### Problem to solve
Where in the records does the word "below" occur? Copy each line in which it does.

### Input for this task
============

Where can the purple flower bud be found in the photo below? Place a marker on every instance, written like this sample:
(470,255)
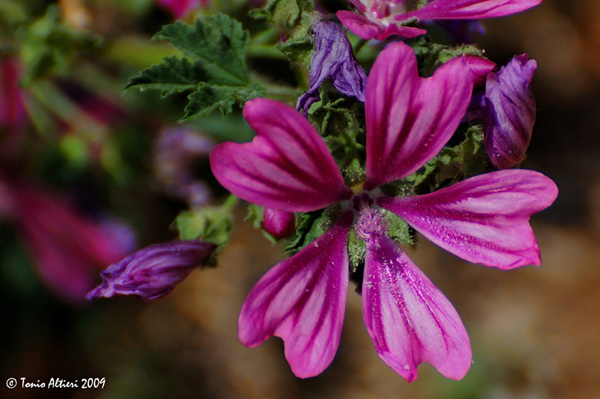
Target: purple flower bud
(279,224)
(176,151)
(480,67)
(509,112)
(333,58)
(152,272)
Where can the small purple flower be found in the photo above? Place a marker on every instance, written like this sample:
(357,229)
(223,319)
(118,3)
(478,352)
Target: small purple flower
(278,223)
(484,219)
(509,112)
(152,272)
(383,18)
(176,151)
(333,59)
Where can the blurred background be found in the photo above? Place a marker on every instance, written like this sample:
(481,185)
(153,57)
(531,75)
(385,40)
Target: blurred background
(86,176)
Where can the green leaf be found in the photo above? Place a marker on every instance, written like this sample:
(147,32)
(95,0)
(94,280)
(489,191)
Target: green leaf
(49,47)
(215,71)
(171,76)
(210,224)
(288,13)
(208,98)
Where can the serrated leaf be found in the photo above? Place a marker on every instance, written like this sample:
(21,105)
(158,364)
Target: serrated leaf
(48,46)
(216,75)
(209,98)
(288,13)
(216,42)
(171,76)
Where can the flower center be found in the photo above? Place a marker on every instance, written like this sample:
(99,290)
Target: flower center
(370,222)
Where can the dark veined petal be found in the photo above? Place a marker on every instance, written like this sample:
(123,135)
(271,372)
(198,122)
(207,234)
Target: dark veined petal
(509,112)
(152,272)
(408,318)
(484,219)
(410,119)
(287,166)
(367,29)
(302,300)
(468,9)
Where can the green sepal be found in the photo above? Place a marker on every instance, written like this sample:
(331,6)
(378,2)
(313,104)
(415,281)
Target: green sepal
(215,71)
(431,55)
(474,159)
(357,250)
(397,229)
(306,221)
(48,46)
(341,122)
(312,225)
(287,14)
(256,216)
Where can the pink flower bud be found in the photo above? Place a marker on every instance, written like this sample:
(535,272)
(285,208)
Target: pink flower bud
(509,112)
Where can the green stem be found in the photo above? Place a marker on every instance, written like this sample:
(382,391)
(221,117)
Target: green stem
(230,203)
(264,51)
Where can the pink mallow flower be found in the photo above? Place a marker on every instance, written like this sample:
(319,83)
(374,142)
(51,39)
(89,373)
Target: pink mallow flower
(68,248)
(383,18)
(484,219)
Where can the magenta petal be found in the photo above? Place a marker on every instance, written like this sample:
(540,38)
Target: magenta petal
(287,166)
(409,119)
(302,300)
(468,9)
(408,318)
(366,29)
(484,219)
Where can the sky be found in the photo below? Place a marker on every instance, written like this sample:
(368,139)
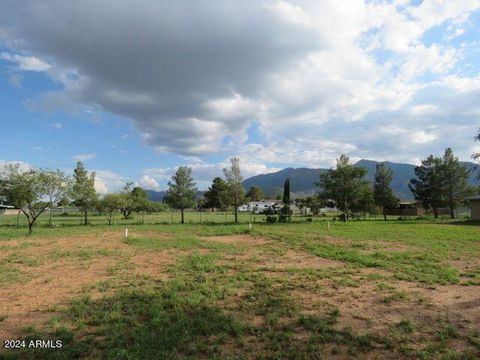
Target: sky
(138,88)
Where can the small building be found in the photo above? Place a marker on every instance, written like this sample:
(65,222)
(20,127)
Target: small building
(407,208)
(259,207)
(474,202)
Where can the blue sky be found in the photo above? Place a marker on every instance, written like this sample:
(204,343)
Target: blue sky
(140,89)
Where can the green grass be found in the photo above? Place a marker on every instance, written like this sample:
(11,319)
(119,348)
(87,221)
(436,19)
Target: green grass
(221,301)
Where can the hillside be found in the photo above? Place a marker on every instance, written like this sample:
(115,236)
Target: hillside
(302,179)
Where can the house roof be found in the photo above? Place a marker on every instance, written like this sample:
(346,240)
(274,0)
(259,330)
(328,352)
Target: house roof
(476,197)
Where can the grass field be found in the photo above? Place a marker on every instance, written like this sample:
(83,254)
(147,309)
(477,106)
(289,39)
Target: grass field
(305,290)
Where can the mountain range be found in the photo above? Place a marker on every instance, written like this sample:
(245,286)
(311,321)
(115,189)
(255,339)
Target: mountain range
(302,180)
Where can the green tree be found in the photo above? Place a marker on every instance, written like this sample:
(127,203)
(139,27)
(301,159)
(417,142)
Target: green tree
(83,190)
(383,194)
(109,205)
(134,199)
(477,138)
(234,179)
(455,180)
(255,193)
(344,185)
(217,195)
(34,191)
(285,212)
(365,202)
(181,190)
(427,187)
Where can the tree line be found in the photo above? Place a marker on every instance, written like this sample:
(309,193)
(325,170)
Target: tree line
(36,190)
(439,182)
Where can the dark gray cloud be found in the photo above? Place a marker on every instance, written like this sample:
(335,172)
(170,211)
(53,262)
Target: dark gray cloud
(159,62)
(191,75)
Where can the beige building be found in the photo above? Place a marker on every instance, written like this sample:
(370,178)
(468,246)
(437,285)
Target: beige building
(474,202)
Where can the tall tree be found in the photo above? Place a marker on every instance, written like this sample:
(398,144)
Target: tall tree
(476,156)
(344,185)
(181,190)
(455,180)
(365,203)
(382,190)
(34,191)
(133,199)
(109,205)
(286,192)
(83,191)
(217,195)
(255,193)
(427,187)
(234,179)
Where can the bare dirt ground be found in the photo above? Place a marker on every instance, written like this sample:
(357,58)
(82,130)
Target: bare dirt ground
(67,265)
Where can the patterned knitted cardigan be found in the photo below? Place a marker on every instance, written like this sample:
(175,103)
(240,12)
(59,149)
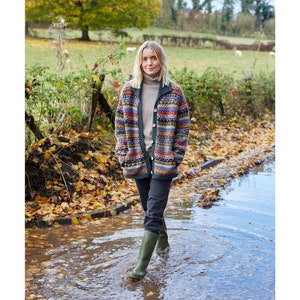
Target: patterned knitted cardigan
(171,125)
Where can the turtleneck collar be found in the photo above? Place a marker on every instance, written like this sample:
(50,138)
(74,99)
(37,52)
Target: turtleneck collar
(151,80)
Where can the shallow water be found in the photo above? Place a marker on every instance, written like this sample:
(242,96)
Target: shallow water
(225,253)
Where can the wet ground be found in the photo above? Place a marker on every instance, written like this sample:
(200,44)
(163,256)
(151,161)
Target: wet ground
(225,253)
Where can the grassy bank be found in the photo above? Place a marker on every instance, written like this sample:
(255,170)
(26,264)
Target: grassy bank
(40,51)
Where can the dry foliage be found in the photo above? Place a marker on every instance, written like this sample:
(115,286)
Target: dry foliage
(77,174)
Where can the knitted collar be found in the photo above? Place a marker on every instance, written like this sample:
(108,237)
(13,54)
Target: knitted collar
(151,80)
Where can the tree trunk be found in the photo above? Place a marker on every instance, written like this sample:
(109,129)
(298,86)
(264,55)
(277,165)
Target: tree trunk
(27,29)
(98,97)
(85,33)
(29,120)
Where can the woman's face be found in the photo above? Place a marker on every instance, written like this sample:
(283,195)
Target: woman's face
(150,64)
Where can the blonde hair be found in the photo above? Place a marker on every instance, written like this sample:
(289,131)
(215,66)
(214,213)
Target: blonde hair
(137,72)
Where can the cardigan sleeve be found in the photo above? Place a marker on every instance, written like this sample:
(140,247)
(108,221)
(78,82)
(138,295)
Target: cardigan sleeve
(182,129)
(120,133)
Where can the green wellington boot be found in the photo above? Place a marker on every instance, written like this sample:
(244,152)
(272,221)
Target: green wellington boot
(162,246)
(146,251)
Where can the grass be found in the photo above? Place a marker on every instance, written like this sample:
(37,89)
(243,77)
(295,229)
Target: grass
(40,51)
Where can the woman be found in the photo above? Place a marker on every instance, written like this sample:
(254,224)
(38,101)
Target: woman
(152,128)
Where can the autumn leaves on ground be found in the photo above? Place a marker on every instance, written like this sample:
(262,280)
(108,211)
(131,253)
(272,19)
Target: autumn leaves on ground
(78,173)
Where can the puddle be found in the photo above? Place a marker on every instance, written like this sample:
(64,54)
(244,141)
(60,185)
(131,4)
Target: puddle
(226,252)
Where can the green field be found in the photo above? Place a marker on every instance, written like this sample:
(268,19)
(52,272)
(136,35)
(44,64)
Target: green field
(40,51)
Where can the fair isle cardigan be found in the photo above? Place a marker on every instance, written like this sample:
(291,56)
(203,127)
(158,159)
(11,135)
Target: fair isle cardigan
(171,125)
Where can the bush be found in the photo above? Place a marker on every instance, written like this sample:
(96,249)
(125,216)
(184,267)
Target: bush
(215,95)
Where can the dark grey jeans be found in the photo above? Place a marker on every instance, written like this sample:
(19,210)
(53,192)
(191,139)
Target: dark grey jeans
(154,198)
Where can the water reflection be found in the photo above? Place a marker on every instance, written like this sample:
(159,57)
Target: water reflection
(226,252)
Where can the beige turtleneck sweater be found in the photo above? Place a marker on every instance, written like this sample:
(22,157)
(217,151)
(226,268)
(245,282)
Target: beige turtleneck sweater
(149,96)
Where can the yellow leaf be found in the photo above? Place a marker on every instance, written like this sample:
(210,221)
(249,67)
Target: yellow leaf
(74,221)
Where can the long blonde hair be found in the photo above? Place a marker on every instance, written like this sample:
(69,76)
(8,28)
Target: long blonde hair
(137,72)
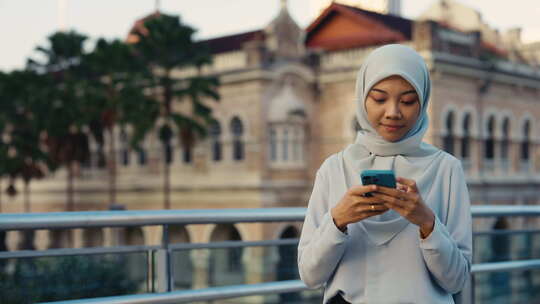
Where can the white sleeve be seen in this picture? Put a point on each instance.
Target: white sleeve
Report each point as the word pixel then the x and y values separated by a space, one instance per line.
pixel 447 250
pixel 322 244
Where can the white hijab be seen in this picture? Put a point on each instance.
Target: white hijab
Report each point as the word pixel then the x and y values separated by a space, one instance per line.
pixel 408 157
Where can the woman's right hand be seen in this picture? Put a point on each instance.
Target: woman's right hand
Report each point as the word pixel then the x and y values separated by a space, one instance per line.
pixel 354 206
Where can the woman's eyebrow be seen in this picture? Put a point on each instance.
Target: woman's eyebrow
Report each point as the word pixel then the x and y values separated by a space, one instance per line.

============

### Solution to this task
Where can the purple flower bud be found in the photo below? Place a marker on every instance, written like this sample:
Where can the sky be found in the photo below? Place a marker on every instance, written like this sample:
Where can the patterned knitted cardigan be found in the photo below? Place a marker on every instance, written like this sample:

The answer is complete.